(What the exercise asks): Render the lines below as a JSON array of strings, one string per line, with blank lines omitted.

(Data to use):
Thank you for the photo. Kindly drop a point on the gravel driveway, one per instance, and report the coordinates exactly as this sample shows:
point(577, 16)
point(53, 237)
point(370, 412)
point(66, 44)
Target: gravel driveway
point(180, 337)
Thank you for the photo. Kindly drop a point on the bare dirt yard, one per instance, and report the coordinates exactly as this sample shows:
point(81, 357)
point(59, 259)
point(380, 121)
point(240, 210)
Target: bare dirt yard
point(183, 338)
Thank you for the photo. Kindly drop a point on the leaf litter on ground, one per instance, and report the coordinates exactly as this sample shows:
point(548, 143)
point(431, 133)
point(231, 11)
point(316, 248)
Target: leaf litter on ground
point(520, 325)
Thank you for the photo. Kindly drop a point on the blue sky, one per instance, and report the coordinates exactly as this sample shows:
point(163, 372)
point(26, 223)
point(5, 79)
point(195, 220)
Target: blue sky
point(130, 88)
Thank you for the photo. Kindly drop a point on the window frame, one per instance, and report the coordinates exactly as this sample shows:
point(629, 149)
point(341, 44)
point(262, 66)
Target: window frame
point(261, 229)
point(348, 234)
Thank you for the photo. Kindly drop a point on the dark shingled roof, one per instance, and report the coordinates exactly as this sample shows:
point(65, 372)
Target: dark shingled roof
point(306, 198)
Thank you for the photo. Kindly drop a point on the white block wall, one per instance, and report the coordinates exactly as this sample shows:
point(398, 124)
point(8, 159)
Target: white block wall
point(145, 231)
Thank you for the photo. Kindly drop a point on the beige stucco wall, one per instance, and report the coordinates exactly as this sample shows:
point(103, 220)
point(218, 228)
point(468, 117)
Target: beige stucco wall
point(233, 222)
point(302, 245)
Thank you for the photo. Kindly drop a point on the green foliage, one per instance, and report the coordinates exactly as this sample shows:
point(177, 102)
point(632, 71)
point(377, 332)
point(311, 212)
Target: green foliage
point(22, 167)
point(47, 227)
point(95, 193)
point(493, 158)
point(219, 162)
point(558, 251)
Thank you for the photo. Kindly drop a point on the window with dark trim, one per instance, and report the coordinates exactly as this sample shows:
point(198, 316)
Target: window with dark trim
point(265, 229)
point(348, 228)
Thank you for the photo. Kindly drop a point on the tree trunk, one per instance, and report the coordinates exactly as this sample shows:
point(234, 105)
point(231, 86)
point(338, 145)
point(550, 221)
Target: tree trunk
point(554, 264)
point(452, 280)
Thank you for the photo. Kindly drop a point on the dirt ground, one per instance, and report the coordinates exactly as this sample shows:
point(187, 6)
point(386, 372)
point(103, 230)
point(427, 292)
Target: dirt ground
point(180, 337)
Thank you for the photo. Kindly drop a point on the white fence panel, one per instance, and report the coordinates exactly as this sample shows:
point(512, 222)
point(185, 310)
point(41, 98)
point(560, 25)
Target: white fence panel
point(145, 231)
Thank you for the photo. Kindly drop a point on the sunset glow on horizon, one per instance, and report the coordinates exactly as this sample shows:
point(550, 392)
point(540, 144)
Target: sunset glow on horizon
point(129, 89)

(Full response):
[
  "Thank you for the photo. Kindly drop a point on the gravel driveway, one per instance, and report the coordinates exactly as this sample shows:",
  "point(577, 16)",
  "point(53, 237)",
  "point(370, 412)",
  "point(66, 44)",
  "Target: gravel driveway",
  "point(180, 337)",
  "Thank you for the photo. Kindly drop a point on the bare dirt yard, one per instance, and report the coordinates exactly as this sample shows:",
  "point(81, 357)",
  "point(59, 259)",
  "point(380, 121)",
  "point(240, 210)",
  "Target: bare dirt yard",
  "point(183, 338)",
  "Thank you for the photo. Kindly drop a point on the leaf litter on ground, one per instance, and report the coordinates exactly as this sample shows:",
  "point(548, 143)",
  "point(431, 133)",
  "point(231, 11)",
  "point(316, 248)",
  "Target: leaf litter on ground",
  "point(520, 325)",
  "Thank you for the photo. Kindly drop a point on the blue sky, one per instance, and report the coordinates exactly as this sample shows:",
  "point(163, 372)",
  "point(26, 223)",
  "point(5, 79)",
  "point(195, 220)",
  "Target: blue sky",
  "point(130, 88)",
  "Thank you for the photo. Kindly drop a point on the window frame, one per instance, and report the coordinates exactly as this sample shows:",
  "point(629, 149)",
  "point(341, 44)",
  "point(262, 66)",
  "Target: window frame",
  "point(261, 229)",
  "point(348, 234)",
  "Thank you for the photo. Kindly drop a point on the dark shingled roof, one per instance, and report the coordinates exactly as this sample shows:",
  "point(65, 372)",
  "Target: dark shingled roof",
  "point(306, 198)",
  "Thank you for the photo. Kindly drop a point on the white block wall, one per instance, and report the coordinates exactly as this sample shows:",
  "point(398, 124)",
  "point(8, 159)",
  "Target: white block wall",
  "point(145, 231)",
  "Thank you for the photo. Kindly drop a point on the beige stucco wall, one per instance, and report the coordinates exactly as this sample shows:",
  "point(103, 220)",
  "point(218, 228)",
  "point(468, 117)",
  "Target: beige stucco wall",
  "point(233, 222)",
  "point(302, 245)",
  "Thank you for the photo. Kindly drop a point on the green foliage, one per instance, and report the coordinates exactly as this sample shows:",
  "point(177, 102)",
  "point(632, 71)",
  "point(377, 332)",
  "point(311, 212)",
  "Target: green foliage",
  "point(22, 167)",
  "point(47, 227)",
  "point(95, 193)",
  "point(493, 158)",
  "point(219, 162)",
  "point(558, 251)",
  "Thank you for the photo. Kindly drop a point on the window with dark trim, one per instance, and report the coordinates exactly as this sample shows:",
  "point(198, 316)",
  "Target: window with dark trim",
  "point(265, 229)",
  "point(348, 228)",
  "Thank you for the photo. Kindly drop a point on the tree trunk, one per instance, and report the coordinates exactly as this sample shows:",
  "point(234, 105)",
  "point(231, 86)",
  "point(338, 145)",
  "point(550, 221)",
  "Target: tree trunk",
  "point(554, 264)",
  "point(452, 280)",
  "Thank you for the photo. Kindly drop a point on the dirt ground, one per instance, and report the coordinates exactly as this sample shows:",
  "point(187, 6)",
  "point(386, 372)",
  "point(103, 230)",
  "point(427, 292)",
  "Target: dirt ground",
  "point(180, 337)",
  "Thank you for the photo. Kindly drop a point on the white fence panel, one per instance, and report the coordinates exactly as this sample shows:",
  "point(512, 222)",
  "point(185, 310)",
  "point(41, 98)",
  "point(560, 25)",
  "Target: white fence panel",
  "point(145, 231)",
  "Thank you for the photo. Kindly drop a point on the sunset glow on horizon, one per instance, and report the coordinates exactly as this sample shows:",
  "point(550, 392)",
  "point(540, 144)",
  "Target: sunset glow on horizon",
  "point(129, 89)"
]